**Your task:**
The records appear below. Set down exactly each line from the one that contains "Query: dark blue water" through the last, both included.
*** Opening Material shown ***
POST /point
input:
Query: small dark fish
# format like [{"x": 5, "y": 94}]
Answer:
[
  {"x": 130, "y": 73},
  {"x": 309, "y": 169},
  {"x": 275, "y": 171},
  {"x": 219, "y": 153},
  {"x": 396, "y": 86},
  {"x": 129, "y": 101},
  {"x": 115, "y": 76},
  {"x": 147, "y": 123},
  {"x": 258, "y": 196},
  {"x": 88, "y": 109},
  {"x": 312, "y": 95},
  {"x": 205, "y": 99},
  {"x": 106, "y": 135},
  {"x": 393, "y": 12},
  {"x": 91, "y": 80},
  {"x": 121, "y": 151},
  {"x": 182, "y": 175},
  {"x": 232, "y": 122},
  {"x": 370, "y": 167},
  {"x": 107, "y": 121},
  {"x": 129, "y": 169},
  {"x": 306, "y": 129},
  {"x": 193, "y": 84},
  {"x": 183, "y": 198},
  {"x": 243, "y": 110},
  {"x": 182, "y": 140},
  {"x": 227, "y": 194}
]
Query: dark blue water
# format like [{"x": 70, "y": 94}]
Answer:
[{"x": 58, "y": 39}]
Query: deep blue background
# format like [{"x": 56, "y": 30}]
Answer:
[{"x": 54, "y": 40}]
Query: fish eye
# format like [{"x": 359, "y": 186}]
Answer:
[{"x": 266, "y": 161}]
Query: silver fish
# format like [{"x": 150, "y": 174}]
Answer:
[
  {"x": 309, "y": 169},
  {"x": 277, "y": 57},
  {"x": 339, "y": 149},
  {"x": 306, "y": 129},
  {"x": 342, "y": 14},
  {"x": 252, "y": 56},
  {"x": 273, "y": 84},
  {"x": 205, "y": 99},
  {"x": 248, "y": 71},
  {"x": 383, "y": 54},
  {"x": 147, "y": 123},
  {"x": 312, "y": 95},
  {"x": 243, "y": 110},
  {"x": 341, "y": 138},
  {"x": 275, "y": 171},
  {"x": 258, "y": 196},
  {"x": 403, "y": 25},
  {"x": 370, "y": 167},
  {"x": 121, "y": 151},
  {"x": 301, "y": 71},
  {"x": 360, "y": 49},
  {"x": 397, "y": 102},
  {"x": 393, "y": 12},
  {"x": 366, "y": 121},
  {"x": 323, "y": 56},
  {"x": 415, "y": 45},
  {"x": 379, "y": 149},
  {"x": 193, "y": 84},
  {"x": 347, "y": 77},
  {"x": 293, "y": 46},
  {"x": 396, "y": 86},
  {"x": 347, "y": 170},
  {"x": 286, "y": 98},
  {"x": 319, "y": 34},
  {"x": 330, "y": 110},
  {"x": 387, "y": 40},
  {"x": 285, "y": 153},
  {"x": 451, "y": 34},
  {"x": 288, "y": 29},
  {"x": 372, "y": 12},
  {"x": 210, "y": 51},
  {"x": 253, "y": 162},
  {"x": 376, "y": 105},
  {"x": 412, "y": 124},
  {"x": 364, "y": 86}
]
*** Closing Material shown ***
**Solution:**
Query: dark blue water
# format like [{"x": 70, "y": 94}]
Answer:
[{"x": 58, "y": 39}]
Query: deep blue background
# format like [{"x": 56, "y": 30}]
Answer:
[{"x": 54, "y": 40}]
Query: fish eye
# format like [{"x": 359, "y": 186}]
Answer:
[{"x": 266, "y": 161}]
Query: silver fish
# format like [{"x": 150, "y": 174}]
Answer:
[
  {"x": 309, "y": 169},
  {"x": 277, "y": 57},
  {"x": 339, "y": 149},
  {"x": 306, "y": 129},
  {"x": 342, "y": 14},
  {"x": 252, "y": 56},
  {"x": 273, "y": 84},
  {"x": 205, "y": 99},
  {"x": 248, "y": 71},
  {"x": 383, "y": 54},
  {"x": 147, "y": 123},
  {"x": 312, "y": 95},
  {"x": 243, "y": 110},
  {"x": 341, "y": 138},
  {"x": 275, "y": 171},
  {"x": 258, "y": 196},
  {"x": 403, "y": 25},
  {"x": 370, "y": 167},
  {"x": 121, "y": 151},
  {"x": 301, "y": 71},
  {"x": 360, "y": 49},
  {"x": 397, "y": 102},
  {"x": 393, "y": 12},
  {"x": 366, "y": 121},
  {"x": 323, "y": 56},
  {"x": 415, "y": 45},
  {"x": 379, "y": 149},
  {"x": 193, "y": 84},
  {"x": 347, "y": 77},
  {"x": 293, "y": 46},
  {"x": 396, "y": 86},
  {"x": 347, "y": 170},
  {"x": 286, "y": 98},
  {"x": 319, "y": 34},
  {"x": 330, "y": 110},
  {"x": 387, "y": 40},
  {"x": 285, "y": 153},
  {"x": 451, "y": 34},
  {"x": 288, "y": 29},
  {"x": 372, "y": 12},
  {"x": 210, "y": 51},
  {"x": 253, "y": 162},
  {"x": 376, "y": 105},
  {"x": 412, "y": 124},
  {"x": 364, "y": 86}
]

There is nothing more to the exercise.